■ **EXERCISE TASK**
Reproduce the lines starting at the beginning of the rows and ending at the line that contains "top-left (428, 98), bottom-right (445, 120)", both ends included, with "nose" switched to "chin" and nothing else changed. Leave the pictures out of the answer.

■ **THE DATA**
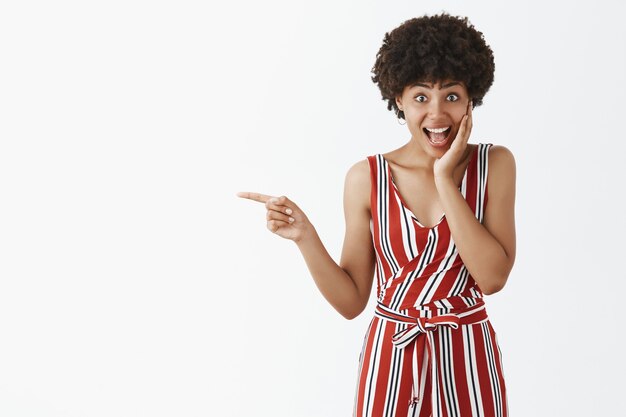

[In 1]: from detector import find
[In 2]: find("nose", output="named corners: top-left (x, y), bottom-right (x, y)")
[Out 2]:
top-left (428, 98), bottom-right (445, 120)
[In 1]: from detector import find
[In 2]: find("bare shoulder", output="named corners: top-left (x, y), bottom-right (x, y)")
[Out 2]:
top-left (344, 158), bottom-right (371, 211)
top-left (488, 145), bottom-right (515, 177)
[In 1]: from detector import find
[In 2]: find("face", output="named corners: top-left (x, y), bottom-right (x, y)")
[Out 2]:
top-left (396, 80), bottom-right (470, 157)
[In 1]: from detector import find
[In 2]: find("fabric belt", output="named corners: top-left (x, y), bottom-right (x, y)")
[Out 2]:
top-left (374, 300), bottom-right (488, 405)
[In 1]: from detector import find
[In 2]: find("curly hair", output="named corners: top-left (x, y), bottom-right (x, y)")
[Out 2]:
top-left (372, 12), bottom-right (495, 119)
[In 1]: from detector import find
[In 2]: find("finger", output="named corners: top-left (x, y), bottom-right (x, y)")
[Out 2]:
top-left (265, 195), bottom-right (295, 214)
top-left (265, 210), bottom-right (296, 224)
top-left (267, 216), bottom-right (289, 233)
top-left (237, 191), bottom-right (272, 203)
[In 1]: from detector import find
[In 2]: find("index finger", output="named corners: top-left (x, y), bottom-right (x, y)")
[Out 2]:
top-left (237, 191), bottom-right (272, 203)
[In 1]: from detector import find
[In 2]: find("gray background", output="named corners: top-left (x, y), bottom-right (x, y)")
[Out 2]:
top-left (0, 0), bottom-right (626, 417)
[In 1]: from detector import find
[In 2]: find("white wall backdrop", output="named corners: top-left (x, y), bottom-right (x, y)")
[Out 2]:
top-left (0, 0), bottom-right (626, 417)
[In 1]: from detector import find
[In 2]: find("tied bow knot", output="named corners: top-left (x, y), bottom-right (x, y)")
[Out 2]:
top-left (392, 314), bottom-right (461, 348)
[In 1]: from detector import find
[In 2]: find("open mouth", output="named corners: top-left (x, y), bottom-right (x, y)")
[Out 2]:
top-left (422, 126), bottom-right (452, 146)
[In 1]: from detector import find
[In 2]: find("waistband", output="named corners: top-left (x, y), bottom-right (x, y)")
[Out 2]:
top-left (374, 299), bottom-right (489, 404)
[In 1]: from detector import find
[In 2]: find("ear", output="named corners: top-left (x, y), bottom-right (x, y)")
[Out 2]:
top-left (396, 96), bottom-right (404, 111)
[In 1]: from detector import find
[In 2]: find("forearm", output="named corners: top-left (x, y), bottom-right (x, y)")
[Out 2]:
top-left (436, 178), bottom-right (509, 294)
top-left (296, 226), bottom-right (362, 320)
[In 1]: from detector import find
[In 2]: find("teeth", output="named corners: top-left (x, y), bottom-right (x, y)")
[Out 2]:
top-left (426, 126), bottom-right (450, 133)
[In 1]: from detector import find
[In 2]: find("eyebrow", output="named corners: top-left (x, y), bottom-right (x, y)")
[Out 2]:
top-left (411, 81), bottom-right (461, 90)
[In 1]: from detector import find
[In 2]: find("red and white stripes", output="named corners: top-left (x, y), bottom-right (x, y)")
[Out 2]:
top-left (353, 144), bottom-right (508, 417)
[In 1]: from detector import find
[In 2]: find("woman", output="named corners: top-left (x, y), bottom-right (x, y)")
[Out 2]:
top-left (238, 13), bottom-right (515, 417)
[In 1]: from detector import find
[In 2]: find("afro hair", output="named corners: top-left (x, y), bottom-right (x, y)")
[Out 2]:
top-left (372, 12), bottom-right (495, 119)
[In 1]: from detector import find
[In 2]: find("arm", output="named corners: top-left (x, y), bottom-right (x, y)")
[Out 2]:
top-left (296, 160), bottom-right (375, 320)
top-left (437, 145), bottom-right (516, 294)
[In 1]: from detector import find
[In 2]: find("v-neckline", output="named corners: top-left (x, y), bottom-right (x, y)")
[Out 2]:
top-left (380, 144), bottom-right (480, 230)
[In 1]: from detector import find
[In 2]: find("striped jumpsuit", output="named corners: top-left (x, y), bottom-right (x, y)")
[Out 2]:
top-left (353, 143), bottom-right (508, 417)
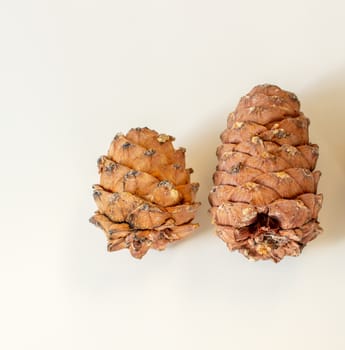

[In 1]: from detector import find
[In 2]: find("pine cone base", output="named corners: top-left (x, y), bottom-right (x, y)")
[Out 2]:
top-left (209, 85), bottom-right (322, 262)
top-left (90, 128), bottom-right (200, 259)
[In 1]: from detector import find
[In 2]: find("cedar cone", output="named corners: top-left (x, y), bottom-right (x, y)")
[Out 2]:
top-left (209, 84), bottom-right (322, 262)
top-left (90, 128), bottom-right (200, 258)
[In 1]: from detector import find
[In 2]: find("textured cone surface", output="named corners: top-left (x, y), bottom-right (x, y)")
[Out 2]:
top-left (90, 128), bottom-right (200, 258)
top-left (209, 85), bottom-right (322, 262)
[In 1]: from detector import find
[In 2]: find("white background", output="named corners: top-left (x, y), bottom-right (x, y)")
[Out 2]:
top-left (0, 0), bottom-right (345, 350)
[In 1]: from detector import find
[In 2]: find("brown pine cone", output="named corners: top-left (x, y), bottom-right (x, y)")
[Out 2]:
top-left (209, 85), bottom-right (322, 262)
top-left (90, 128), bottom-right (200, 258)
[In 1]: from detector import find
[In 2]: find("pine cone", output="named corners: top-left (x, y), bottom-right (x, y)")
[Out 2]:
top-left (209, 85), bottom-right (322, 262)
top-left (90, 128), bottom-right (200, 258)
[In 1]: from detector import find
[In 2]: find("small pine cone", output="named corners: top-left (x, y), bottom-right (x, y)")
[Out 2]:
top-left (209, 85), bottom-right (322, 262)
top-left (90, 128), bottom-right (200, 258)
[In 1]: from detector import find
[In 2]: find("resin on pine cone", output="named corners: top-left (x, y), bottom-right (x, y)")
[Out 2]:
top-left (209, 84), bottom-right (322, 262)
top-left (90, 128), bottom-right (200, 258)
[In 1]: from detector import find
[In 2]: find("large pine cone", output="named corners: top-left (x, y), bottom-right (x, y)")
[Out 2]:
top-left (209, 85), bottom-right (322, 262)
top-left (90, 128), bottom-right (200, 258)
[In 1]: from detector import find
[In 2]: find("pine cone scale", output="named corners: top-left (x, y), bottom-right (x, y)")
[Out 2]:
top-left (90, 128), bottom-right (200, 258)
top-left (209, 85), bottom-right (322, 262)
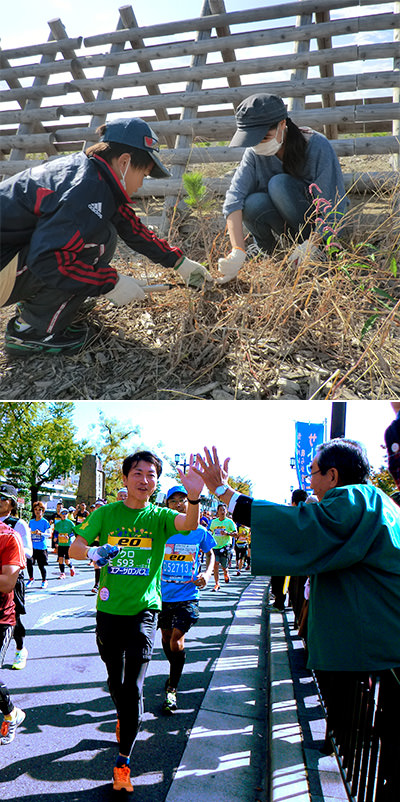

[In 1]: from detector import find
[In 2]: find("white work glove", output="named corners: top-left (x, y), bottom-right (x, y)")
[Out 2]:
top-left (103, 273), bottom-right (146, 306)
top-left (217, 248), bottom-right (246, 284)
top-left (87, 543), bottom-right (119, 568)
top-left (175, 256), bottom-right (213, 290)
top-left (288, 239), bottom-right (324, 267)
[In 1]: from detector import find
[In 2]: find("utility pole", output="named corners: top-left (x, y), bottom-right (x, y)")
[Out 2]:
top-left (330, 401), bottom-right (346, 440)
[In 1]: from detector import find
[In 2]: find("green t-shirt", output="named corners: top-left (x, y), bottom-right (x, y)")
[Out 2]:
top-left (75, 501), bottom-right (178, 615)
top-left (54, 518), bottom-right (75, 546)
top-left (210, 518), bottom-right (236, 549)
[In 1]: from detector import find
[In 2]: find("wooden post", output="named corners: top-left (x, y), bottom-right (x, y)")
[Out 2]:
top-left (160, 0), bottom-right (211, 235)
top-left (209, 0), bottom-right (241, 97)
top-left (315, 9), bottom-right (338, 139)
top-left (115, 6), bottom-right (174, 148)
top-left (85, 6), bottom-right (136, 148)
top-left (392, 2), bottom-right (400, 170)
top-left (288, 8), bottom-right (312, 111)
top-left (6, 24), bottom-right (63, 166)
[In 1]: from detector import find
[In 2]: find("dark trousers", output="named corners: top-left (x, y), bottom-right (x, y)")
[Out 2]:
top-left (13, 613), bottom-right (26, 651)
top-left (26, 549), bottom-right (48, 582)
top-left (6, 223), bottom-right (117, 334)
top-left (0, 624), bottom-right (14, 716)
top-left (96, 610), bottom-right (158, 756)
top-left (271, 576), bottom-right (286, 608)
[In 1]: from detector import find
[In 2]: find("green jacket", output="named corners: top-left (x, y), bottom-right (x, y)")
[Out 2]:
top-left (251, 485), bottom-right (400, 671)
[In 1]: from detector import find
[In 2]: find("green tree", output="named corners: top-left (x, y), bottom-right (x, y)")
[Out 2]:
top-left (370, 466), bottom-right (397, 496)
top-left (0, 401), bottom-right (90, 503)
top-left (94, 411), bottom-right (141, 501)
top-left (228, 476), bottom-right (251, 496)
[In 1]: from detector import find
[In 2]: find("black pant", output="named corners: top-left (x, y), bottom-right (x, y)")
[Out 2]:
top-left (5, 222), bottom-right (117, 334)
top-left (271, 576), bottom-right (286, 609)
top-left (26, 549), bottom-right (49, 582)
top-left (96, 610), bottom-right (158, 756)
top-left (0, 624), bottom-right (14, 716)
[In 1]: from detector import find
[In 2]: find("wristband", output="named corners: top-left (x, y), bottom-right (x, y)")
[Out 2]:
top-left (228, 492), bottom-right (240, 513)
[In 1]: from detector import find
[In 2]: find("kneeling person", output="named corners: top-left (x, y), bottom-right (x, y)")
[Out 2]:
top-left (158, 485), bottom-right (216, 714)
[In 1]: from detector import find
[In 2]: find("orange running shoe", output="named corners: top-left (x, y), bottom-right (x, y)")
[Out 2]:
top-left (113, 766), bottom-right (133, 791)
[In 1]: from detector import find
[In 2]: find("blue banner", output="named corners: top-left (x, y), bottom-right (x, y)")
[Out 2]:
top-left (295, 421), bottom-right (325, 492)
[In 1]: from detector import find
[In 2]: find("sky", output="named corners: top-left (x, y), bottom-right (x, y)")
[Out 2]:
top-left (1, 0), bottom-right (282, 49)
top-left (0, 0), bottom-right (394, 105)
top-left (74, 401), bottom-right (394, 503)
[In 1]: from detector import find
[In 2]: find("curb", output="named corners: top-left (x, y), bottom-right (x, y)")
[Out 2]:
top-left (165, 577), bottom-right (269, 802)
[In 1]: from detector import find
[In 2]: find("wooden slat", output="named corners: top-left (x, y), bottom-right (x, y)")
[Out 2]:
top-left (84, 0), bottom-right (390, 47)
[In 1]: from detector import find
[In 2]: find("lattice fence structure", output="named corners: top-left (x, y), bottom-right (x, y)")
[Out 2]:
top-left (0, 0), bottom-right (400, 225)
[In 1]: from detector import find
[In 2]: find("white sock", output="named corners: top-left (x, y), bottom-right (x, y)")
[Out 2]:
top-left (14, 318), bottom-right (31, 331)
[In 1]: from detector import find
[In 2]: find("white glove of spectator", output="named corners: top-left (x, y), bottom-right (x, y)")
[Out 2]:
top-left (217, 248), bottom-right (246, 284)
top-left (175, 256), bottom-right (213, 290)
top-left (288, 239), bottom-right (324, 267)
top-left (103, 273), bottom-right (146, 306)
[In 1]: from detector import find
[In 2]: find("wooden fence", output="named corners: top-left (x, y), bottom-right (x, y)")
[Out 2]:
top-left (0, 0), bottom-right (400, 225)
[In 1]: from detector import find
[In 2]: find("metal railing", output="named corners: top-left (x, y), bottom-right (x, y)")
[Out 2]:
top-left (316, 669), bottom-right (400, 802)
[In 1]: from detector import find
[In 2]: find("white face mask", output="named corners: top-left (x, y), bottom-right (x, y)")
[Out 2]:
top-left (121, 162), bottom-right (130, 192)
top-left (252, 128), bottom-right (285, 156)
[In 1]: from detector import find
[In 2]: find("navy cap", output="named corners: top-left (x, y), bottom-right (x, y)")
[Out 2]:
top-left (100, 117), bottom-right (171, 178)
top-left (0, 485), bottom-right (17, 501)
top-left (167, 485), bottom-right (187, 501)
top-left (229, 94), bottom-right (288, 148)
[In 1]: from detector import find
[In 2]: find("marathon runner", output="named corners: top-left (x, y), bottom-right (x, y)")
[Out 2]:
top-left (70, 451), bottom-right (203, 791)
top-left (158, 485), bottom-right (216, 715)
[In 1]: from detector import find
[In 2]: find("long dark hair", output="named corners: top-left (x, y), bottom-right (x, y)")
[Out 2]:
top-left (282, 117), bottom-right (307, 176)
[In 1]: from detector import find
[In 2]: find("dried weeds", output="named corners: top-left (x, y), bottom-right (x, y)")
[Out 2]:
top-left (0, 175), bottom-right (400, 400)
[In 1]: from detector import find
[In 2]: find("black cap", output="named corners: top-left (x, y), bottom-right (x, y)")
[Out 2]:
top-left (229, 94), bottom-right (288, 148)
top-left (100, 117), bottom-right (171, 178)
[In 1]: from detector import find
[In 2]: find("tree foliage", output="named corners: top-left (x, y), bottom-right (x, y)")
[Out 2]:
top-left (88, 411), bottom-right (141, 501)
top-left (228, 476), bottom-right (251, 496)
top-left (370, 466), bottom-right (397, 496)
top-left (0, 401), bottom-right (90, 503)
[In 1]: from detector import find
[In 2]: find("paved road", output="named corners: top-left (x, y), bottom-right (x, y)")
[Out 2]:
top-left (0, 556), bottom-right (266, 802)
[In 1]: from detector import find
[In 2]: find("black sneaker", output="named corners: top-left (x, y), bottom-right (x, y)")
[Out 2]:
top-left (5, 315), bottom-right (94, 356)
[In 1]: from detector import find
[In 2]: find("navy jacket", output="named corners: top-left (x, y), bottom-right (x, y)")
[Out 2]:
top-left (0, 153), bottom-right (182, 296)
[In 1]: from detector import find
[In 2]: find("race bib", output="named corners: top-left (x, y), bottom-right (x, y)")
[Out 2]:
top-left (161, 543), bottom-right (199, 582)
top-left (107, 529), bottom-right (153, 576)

■ **RESULT OF THE EXERCISE**
[In 1]: from detector import find
[In 2]: find("chin", output="named corners: top-left (x, y), bottom-right (x, y)")
[Out 2]:
top-left (428, 98), bottom-right (445, 120)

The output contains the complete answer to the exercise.